• _Quoted passage_
Efficiently Indexing Long Character Strings

Sometimes we face the requirement to search a table for a specific string value in a column, where the values are very long. The default answer is to create an index, but we must remember that index keys cannot exceed a 900-byte size limit, and LOB columns (which include the MAX type variants) cannot be in the index key at all. In this post, we’ll explore a method to efficiently index long character strings where the search operation is moderately-to-highly selective.

The Methodology

Since we’re faced with a size restriction on the index key (or the string column cannot be included in the key at all), we need to apply some kind of transformation to the string data to make its representation — and hence the index key size required — smaller.

Of course, we can’t simply compress an infinite amount of data into a comparatively very small field, so the index we create won’t be able to support all the same operations as if we had indexed the original field. But most of the time, that isn’t a problem — generally, we need to search for an exact match, or a string starting (or maybe even ending) with a given few characters.

We’re going to do this by performing a computation on the original values, storing the result in a new column in the table, and creating an index on that column (there are two ways to do this, which we’ll get into shortly). In terms of the computation itself, there are a few different options that can be used, depending on what needs to be accomplished. I’ll introduce two basic approaches here, and then we’ll run through some code that demonstrates one of them.

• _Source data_
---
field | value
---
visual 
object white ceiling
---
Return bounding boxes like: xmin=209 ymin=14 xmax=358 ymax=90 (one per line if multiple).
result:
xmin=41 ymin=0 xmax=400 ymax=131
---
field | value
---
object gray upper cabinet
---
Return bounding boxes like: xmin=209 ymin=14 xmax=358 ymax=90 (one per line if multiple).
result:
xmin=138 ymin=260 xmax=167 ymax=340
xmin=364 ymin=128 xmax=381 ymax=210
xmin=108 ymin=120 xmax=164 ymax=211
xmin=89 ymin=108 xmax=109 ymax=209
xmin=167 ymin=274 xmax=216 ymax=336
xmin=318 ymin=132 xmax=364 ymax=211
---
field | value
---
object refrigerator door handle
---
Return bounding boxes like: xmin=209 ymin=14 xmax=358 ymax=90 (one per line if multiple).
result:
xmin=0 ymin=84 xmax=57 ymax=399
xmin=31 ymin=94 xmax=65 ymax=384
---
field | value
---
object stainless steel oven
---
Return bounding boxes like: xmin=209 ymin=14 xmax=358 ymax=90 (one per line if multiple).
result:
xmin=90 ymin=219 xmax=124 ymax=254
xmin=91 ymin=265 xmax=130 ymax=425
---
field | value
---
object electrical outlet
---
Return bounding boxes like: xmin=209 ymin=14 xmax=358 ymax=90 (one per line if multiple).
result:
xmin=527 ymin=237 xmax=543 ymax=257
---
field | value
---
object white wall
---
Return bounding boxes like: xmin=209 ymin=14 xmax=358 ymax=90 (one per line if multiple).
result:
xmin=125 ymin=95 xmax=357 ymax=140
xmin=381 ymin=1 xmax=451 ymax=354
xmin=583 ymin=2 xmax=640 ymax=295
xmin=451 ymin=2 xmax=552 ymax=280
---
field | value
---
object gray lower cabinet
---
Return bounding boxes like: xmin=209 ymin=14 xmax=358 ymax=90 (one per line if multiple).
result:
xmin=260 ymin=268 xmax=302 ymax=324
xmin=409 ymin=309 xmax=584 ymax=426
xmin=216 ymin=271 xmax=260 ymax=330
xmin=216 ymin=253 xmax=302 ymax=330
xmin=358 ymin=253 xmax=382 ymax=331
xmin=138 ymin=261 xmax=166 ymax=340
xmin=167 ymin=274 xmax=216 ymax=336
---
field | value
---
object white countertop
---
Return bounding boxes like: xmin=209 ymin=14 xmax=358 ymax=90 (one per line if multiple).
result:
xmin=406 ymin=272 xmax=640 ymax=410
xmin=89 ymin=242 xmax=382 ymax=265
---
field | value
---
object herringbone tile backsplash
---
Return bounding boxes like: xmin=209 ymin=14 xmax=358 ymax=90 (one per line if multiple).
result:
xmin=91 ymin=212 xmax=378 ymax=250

• _What is asked_
Transcribe the passage from the article on indexing long strings, starting with "Of course, we" and going on through "one of them.". Work only from the article on indexing long strings.

• _Final result_
Of course, we can’t simply compress an infinite amount of data into a comparatively very small field, so the index we create won’t be able to support all the same operations as if we had indexed the original field. But most of the time, that isn’t a problem — generally, we need to search for an exact match, or a string starting (or maybe even ending) with a given few characters.

We’re going to do this by performing a computation on the original values, storing the result in a new column in the table, and creating an index on that column (there are two ways to do this, which we’ll get into shortly). In terms of the computation itself, there are a few different options that can be used, depending on what needs to be accomplished. I’ll introduce two basic approaches here, and then we’ll run through some code that demonstrates one of them.